■ Article:
# Airless Spray Gun (all equal?)



## CJ Courtney (Dec 26, 2007)

Guys, I am using a SW's Ultra 395 that came w/ the contractors gun.I oly spray interior such as trim,doors,cabinets,no exterior.While it sprays good,is there a better gun?While spraying for alittle while my wrist and elbow gets tired.I then switch hands, and after awhile the same thing.I was wondering if maybe purchasing a different gun would help alittle.Any suggestions on a gun that is better than stock gun?Thanks CJ Courtney


----------



## [email protected] (Mar 1, 2008)

Whos gun is it. You mite try to readjesting the trigger. Did demo for Grayco there newest contractor gun before last year it can out? I guess has hit the market. And I like it a lot more than there old one. There Are still some thing that I don't like about it. But it is way ahead of the one it replaced.


----------



## NEPS.US (Feb 6, 2008)

Graco contactor gun is a good gun for the money....


----------



## ibsocal (Apr 17, 2007)

Wagner G-10 and titan LX-80 are both good. i like the G-10 best,much better then the graco airless guns such as the silver and contractor.add a swivel and a whip to the gun it will make a huge diference on your wrist.:thumbsup:


----------



## tsunamicontract (May 3, 2008)

I just ordered a an FTX gun, its 4 finger trigger so should be easier to pull and more control. But I do like my contractor, good gun.


----------



## NEPS.US (Feb 6, 2008)

4 finger guns ??????????????????? horrible!!!!!!!!!!:no:


----------



## Libertine (Apr 6, 2008)

I have less control with the four. The contractor 2 gun has the least amount of paint in the unpressurized space forward of the gun nozzle, resulting in the least spitting. Or thats the story, I have one, but have yet to really test that out, although it seems less. Triggering on and off quickly makes a huge difference in spitting though.


----------



## DeanV (Apr 18, 2007)

■ Data excerpts:

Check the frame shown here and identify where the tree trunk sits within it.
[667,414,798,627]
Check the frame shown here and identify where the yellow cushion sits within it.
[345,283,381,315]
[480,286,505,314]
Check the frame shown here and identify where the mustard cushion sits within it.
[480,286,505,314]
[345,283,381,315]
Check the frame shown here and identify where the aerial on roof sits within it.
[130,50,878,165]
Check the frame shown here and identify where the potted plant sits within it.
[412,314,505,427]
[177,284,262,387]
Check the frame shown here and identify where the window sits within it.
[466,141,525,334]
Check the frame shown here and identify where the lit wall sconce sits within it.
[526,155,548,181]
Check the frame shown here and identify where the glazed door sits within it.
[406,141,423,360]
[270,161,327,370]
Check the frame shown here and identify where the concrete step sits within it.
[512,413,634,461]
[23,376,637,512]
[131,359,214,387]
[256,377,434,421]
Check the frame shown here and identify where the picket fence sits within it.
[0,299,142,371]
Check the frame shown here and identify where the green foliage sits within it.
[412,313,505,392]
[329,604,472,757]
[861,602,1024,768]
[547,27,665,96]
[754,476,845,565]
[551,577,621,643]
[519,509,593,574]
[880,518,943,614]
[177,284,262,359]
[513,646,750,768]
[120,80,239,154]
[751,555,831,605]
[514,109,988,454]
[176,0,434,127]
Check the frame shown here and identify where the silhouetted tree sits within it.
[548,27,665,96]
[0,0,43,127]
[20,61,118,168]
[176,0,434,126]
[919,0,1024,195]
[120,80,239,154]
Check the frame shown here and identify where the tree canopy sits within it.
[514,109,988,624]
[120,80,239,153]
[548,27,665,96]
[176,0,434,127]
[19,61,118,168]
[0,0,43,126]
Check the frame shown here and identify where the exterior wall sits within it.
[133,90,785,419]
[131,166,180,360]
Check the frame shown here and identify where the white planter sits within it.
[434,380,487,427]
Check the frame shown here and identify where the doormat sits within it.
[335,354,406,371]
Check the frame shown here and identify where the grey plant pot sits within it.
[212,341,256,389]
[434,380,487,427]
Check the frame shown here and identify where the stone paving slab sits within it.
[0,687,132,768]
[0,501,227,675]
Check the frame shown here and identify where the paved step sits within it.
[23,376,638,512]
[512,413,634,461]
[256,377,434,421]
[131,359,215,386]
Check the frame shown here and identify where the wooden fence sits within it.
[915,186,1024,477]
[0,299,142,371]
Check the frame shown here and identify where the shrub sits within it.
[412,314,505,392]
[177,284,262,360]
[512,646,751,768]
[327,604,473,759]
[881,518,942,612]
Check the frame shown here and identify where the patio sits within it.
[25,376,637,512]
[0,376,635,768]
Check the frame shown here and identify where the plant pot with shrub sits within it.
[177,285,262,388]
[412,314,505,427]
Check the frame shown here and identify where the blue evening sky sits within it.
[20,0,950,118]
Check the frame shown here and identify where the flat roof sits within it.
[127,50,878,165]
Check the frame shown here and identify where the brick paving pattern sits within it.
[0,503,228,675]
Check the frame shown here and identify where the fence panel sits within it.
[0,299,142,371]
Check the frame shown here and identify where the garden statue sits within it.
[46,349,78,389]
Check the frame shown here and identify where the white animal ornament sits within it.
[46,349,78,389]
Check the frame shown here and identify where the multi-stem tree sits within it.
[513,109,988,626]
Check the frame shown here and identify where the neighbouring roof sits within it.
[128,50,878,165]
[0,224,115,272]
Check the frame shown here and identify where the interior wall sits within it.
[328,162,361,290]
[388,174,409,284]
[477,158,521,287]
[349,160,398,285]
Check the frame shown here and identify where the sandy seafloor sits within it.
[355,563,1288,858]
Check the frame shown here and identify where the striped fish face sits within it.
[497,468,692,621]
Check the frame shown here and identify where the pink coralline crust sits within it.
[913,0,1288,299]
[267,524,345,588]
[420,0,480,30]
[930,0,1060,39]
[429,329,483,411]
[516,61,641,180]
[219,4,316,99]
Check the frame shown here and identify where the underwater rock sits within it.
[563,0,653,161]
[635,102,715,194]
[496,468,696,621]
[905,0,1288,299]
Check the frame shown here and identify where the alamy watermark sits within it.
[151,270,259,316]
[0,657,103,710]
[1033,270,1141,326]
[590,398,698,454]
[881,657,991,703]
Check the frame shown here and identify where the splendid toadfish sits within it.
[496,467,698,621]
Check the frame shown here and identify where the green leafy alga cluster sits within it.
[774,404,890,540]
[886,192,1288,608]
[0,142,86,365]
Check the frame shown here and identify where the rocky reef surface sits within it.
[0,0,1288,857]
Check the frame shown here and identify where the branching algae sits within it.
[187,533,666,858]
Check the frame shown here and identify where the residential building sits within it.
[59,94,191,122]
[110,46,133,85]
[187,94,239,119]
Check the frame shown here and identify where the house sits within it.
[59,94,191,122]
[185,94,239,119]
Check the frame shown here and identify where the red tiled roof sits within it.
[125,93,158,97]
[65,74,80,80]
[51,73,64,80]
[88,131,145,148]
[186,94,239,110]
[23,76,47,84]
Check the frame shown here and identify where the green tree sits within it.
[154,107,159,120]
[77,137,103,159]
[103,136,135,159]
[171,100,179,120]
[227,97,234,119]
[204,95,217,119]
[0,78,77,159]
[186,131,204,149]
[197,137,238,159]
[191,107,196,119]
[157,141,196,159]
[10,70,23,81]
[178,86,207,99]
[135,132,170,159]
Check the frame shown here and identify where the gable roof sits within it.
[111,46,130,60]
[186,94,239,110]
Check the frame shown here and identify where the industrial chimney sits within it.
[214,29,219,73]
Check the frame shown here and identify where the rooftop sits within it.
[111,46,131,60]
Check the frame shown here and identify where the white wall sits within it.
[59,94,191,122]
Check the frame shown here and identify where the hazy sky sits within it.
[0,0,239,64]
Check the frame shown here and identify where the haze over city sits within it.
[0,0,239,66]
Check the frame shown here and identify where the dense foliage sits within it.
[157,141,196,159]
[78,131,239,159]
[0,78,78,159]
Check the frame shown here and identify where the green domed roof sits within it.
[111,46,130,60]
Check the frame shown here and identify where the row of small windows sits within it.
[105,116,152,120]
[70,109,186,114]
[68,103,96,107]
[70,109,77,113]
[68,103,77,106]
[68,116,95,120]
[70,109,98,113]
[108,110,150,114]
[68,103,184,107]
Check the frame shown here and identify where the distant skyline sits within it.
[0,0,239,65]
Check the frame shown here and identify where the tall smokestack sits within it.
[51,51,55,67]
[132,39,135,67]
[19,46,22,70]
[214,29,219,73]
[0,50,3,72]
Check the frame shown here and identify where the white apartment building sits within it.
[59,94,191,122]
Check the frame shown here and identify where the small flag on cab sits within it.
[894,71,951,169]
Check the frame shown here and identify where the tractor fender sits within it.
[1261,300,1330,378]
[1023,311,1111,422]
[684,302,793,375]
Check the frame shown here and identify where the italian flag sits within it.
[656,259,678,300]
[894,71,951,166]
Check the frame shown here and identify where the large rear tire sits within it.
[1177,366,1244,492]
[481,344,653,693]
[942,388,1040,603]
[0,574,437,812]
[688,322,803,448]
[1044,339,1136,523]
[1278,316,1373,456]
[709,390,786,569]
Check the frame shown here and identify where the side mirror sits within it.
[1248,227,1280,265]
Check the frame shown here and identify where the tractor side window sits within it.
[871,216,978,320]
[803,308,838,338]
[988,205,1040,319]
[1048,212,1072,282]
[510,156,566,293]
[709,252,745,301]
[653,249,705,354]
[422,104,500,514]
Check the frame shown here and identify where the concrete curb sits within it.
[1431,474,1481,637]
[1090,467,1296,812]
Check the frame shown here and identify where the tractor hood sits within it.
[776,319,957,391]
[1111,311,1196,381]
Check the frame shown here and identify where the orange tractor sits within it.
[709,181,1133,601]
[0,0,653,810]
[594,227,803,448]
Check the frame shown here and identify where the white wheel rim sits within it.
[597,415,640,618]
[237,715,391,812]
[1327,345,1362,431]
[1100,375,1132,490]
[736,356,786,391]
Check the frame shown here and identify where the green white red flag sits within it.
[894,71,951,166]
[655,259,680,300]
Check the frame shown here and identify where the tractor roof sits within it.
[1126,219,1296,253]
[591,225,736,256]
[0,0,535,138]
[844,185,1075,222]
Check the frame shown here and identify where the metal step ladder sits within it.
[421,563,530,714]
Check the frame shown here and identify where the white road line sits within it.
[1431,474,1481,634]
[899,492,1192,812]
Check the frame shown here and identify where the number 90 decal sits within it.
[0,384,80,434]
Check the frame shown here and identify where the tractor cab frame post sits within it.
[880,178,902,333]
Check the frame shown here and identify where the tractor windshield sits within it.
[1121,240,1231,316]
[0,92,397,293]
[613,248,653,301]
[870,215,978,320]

■ Required work:
- 1) Copy the spray gun thread from "4 finger guns" up to and including "in spitting though.".
- 2) Summarize the spray gun thread in two sentences.
The rows have nothing to do with the spray gun thread.

■ Task-by-task results:
- 1)
4 finger guns ??????????????????? horrible!!!!!!!!!!:no:


----------



## Libertine (Apr 6, 2008)

I have less control with the four. The contractor 2 gun has the least amount of paint in the unpressurized space forward of the gun nozzle, resulting in the least spitting. Or thats the story, I have one, but have yet to really test that out, although it seems less. Triggering on and off quickly makes a huge difference in spitting though.

- 2) A painter who sprays only interior work with the contractor gun that came with a Sherwin-Williams Ultra 395 asks whether a better gun exists, since wrist and elbow get tired. Replies recommend the Graco contractor gun, the Wagner G-10, or the Titan LX-80, suggest adding a swivel and a whip to ease wrist strain, and disagree about four-finger triggers.